TASK
Reproduce each line of the material below as a numbered list, omitting blank lines and excluding the pictures from the output.

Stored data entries
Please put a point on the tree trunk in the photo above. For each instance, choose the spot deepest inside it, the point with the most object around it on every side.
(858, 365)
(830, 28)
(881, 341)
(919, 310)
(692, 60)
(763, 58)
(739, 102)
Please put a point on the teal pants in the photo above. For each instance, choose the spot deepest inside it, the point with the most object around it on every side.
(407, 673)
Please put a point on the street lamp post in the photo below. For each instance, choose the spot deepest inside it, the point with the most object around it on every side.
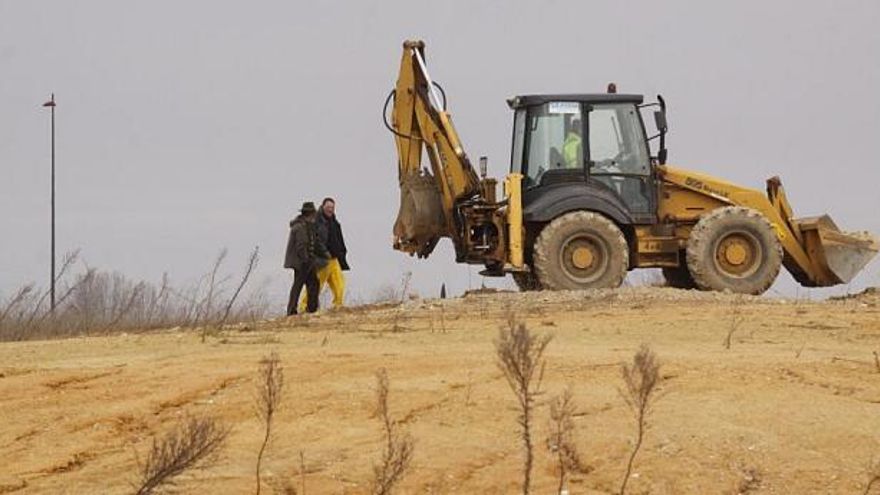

RESULT FOR THIS EXERCISE
1. Please put a point on the tree trunk in the photo above. For each instance, choose the spot deepest inside it, the point with the most object around it on every side.
2. (858, 365)
3. (830, 28)
4. (881, 341)
5. (919, 310)
6. (692, 60)
7. (763, 58)
8. (739, 102)
9. Please put a point on the teal pants in the photo above. For each instance, choose the spot deepest inside it, the point with the most object around it on every side.
10. (407, 673)
11. Please put a point on the street lamp post in the photo below. For each instance, choose the spot deepest inside it, the point with the most object around it on every side.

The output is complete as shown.